2.3.4 Study by Son & Park (2006)

Heat transfer and pressure drop were investigated by means of an experimental apparatus by Son & Park (2006). In the experimental setup, supercritical carbon dioxide was cooled in a stainless steel tube-in-tube heat exchanger with inner diameter of 7.75mm. Supercritical carbon dioxide was cooled from 100°C to approximately 25°C with gas pressure ranging from 7.5MPa to 10.0MPa. The Re numbers ranged from 50’000 < Re < 150’000. The findings of the article published by the authors can be summarized as follows:

 Due to the maximum value of specific heat near the pseudo-critical temperature, the heat transfer coefficient reaches a maximum value as this temperature is approached. This maximum value exist somewhere in the middle of the gas cooler.

 Ascribed to the density variations of the supercritical fluid, pressure drop during the cooling process decreases when inlet pressure is increased. The Blasius correlation predicts this fairly accurate and was chosen as the preferred pressure drop correlation.

» **STATED TASK 1**
In the excerpt on the Son & Park study, what was the inner diameter of the stainless steel tube-in-tube heat exchanger?
» **STATED TASK 2**
Copy the part of the excerpt on the Son & Park study that opens with the words containing "Heat transfer and" and closes with "the gas cooler.".

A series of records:
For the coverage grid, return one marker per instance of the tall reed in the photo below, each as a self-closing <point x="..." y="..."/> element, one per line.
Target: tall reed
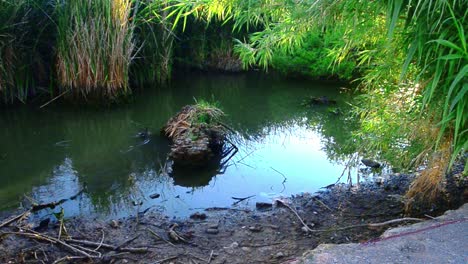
<point x="16" y="78"/>
<point x="155" y="39"/>
<point x="94" y="47"/>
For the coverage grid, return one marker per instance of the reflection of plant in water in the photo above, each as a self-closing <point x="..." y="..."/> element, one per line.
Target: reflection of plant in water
<point x="336" y="131"/>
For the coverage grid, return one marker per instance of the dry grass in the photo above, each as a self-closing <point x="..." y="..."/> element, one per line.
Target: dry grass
<point x="191" y="116"/>
<point x="430" y="185"/>
<point x="95" y="47"/>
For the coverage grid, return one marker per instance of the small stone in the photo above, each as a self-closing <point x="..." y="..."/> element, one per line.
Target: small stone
<point x="114" y="224"/>
<point x="213" y="226"/>
<point x="263" y="205"/>
<point x="212" y="231"/>
<point x="234" y="245"/>
<point x="155" y="195"/>
<point x="198" y="216"/>
<point x="279" y="255"/>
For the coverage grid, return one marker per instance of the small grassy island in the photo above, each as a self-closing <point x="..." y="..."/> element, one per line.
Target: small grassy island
<point x="339" y="119"/>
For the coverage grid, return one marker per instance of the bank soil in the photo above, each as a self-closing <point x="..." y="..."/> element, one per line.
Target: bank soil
<point x="268" y="234"/>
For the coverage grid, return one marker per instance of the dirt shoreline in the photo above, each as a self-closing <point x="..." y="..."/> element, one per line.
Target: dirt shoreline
<point x="339" y="214"/>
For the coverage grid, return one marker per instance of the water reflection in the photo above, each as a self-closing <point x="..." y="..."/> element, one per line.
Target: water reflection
<point x="284" y="148"/>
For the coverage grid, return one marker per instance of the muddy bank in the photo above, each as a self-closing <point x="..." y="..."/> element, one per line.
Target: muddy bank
<point x="269" y="234"/>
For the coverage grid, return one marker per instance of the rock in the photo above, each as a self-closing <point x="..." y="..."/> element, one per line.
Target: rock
<point x="114" y="224"/>
<point x="279" y="255"/>
<point x="263" y="205"/>
<point x="212" y="231"/>
<point x="214" y="226"/>
<point x="371" y="163"/>
<point x="155" y="195"/>
<point x="195" y="143"/>
<point x="256" y="228"/>
<point x="198" y="216"/>
<point x="246" y="249"/>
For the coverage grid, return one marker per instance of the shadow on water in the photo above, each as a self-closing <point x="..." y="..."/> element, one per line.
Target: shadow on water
<point x="52" y="154"/>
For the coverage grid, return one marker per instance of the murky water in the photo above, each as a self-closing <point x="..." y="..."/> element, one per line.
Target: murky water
<point x="284" y="148"/>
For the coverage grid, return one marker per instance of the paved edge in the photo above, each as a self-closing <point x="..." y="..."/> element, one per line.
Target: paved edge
<point x="441" y="240"/>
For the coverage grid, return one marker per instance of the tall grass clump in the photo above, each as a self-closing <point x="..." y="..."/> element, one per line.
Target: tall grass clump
<point x="94" y="47"/>
<point x="16" y="51"/>
<point x="154" y="34"/>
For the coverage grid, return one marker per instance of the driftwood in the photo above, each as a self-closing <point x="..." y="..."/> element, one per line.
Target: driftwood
<point x="295" y="212"/>
<point x="15" y="218"/>
<point x="52" y="205"/>
<point x="238" y="200"/>
<point x="107" y="246"/>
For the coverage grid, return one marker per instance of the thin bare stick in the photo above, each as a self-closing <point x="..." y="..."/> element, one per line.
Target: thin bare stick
<point x="67" y="258"/>
<point x="211" y="256"/>
<point x="323" y="204"/>
<point x="158" y="236"/>
<point x="107" y="246"/>
<point x="37" y="236"/>
<point x="165" y="259"/>
<point x="53" y="99"/>
<point x="102" y="241"/>
<point x="14" y="219"/>
<point x="297" y="215"/>
<point x="399" y="220"/>
<point x="241" y="199"/>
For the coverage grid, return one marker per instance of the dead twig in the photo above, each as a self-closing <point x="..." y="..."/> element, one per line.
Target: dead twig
<point x="37" y="236"/>
<point x="393" y="221"/>
<point x="158" y="236"/>
<point x="297" y="215"/>
<point x="107" y="246"/>
<point x="15" y="218"/>
<point x="165" y="259"/>
<point x="52" y="205"/>
<point x="211" y="256"/>
<point x="284" y="178"/>
<point x="323" y="204"/>
<point x="67" y="258"/>
<point x="241" y="199"/>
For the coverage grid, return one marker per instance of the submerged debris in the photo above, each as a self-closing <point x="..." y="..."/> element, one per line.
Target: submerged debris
<point x="322" y="100"/>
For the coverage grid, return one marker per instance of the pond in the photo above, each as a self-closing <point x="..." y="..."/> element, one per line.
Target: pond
<point x="284" y="148"/>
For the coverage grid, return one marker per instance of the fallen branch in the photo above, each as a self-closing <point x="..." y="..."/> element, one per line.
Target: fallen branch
<point x="107" y="246"/>
<point x="166" y="259"/>
<point x="15" y="218"/>
<point x="158" y="236"/>
<point x="52" y="205"/>
<point x="37" y="236"/>
<point x="399" y="220"/>
<point x="241" y="199"/>
<point x="297" y="215"/>
<point x="323" y="204"/>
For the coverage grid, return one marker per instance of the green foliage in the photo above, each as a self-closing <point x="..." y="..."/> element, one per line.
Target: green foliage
<point x="206" y="112"/>
<point x="313" y="59"/>
<point x="155" y="41"/>
<point x="94" y="46"/>
<point x="406" y="51"/>
<point x="18" y="55"/>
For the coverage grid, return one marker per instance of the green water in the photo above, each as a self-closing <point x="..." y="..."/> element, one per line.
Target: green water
<point x="284" y="148"/>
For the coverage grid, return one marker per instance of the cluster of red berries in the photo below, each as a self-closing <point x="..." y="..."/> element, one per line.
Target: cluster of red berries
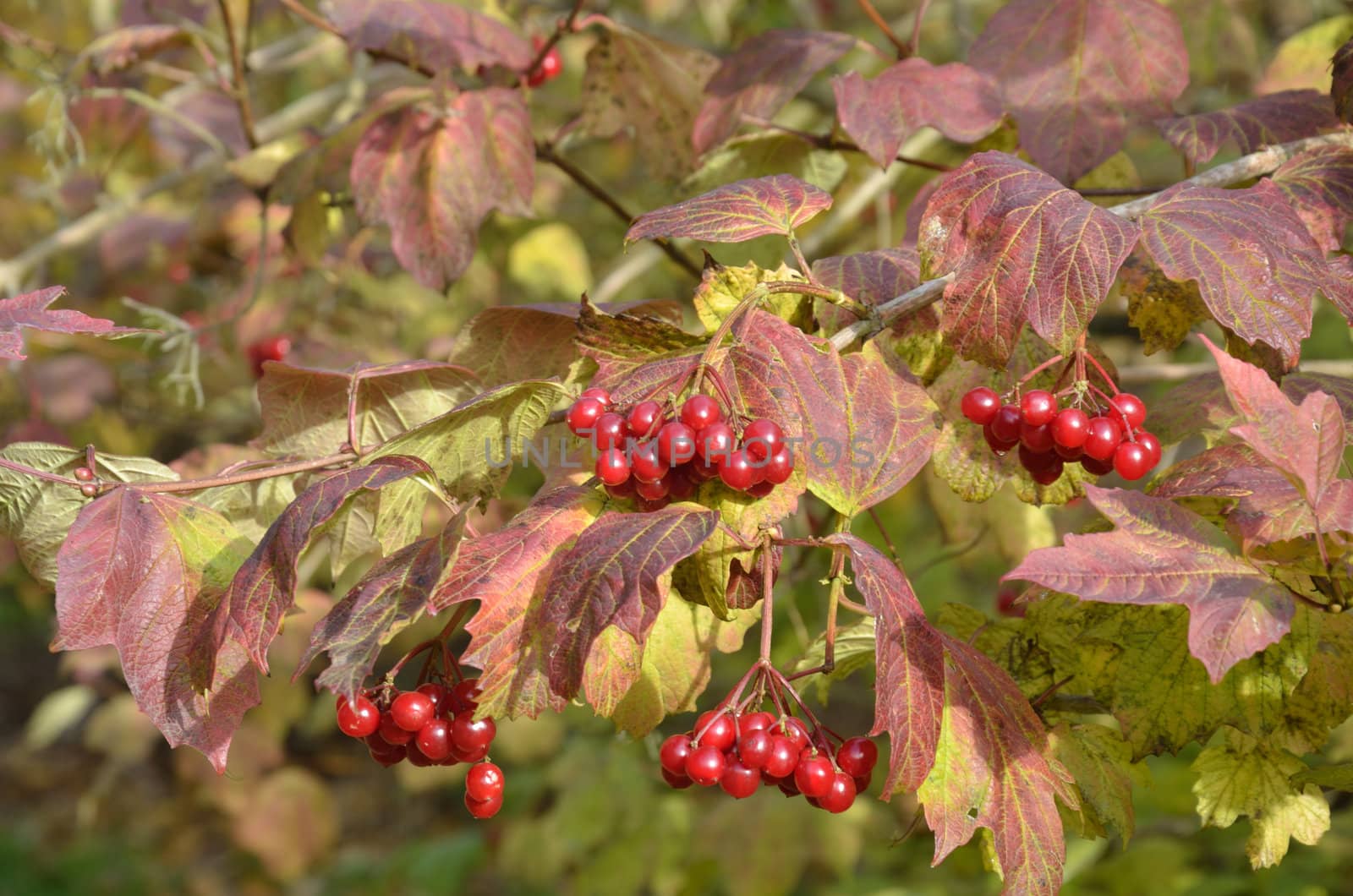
<point x="743" y="753"/>
<point x="654" y="456"/>
<point x="1103" y="440"/>
<point x="430" y="726"/>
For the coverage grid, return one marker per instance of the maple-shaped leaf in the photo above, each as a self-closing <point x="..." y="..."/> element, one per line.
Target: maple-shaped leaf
<point x="1256" y="265"/>
<point x="433" y="175"/>
<point x="649" y="87"/>
<point x="1319" y="186"/>
<point x="1242" y="776"/>
<point x="509" y="573"/>
<point x="1076" y="74"/>
<point x="761" y="76"/>
<point x="264" y="589"/>
<point x="1305" y="441"/>
<point x="387" y="600"/>
<point x="865" y="425"/>
<point x="430" y="36"/>
<point x="145" y="573"/>
<point x="737" y="211"/>
<point x="304" y="410"/>
<point x="1023" y="249"/>
<point x="1276" y="118"/>
<point x="30" y="312"/>
<point x="1163" y="554"/>
<point x="613" y="576"/>
<point x="881" y="112"/>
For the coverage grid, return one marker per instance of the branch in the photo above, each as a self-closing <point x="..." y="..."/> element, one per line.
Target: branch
<point x="1242" y="168"/>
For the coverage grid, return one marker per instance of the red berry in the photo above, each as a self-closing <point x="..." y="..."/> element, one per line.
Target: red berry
<point x="761" y="439"/>
<point x="412" y="709"/>
<point x="980" y="405"/>
<point x="358" y="718"/>
<point x="485" y="781"/>
<point x="392" y="733"/>
<point x="643" y="418"/>
<point x="841" y="796"/>
<point x="1104" y="437"/>
<point x="673" y="754"/>
<point x="737" y="472"/>
<point x="609" y="430"/>
<point x="1005" y="423"/>
<point x="705" y="765"/>
<point x="1130" y="409"/>
<point x="676" y="444"/>
<point x="1037" y="407"/>
<point x="813" y="774"/>
<point x="715" y="443"/>
<point x="612" y="466"/>
<point x="700" y="412"/>
<point x="435" y="740"/>
<point x="473" y="734"/>
<point x="857" y="757"/>
<point x="1131" y="461"/>
<point x="721" y="731"/>
<point x="484" y="808"/>
<point x="1071" y="428"/>
<point x="739" y="781"/>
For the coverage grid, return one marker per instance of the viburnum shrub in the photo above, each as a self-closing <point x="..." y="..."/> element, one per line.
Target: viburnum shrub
<point x="608" y="493"/>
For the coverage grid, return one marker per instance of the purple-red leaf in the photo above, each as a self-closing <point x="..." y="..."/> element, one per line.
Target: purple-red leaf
<point x="613" y="576"/>
<point x="509" y="573"/>
<point x="1305" y="441"/>
<point x="1319" y="186"/>
<point x="1260" y="122"/>
<point x="1023" y="249"/>
<point x="764" y="74"/>
<point x="266" y="587"/>
<point x="145" y="573"/>
<point x="737" y="211"/>
<point x="879" y="114"/>
<point x="1163" y="554"/>
<point x="430" y="36"/>
<point x="30" y="310"/>
<point x="1256" y="265"/>
<point x="386" y="601"/>
<point x="1076" y="74"/>
<point x="435" y="175"/>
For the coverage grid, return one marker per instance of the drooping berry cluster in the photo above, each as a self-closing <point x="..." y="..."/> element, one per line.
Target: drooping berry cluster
<point x="1102" y="439"/>
<point x="656" y="454"/>
<point x="742" y="753"/>
<point x="430" y="726"/>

» **FULL SOLUTION 1**
7.75mm

» **FULL SOLUTION 2**
Heat transfer and pressure drop were investigated by means of an experimental apparatus by Son & Park (2006). In the experimental setup, supercritical carbon dioxide was cooled in a stainless steel tube-in-tube heat exchanger with inner diameter of 7.75mm. Supercritical carbon dioxide was cooled from 100°C to approximately 25°C with gas pressure ranging from 7.5MPa to 10.0MPa. The Re numbers ranged from 50’000 < Re < 150’000. The findings of the article published by the authors can be summarized as follows:

 Due to the maximum value of specific heat near the pseudo-critical temperature, the heat transfer coefficient reaches a maximum value as this temperature is approached. This maximum value exist somewhere in the middle of the gas cooler.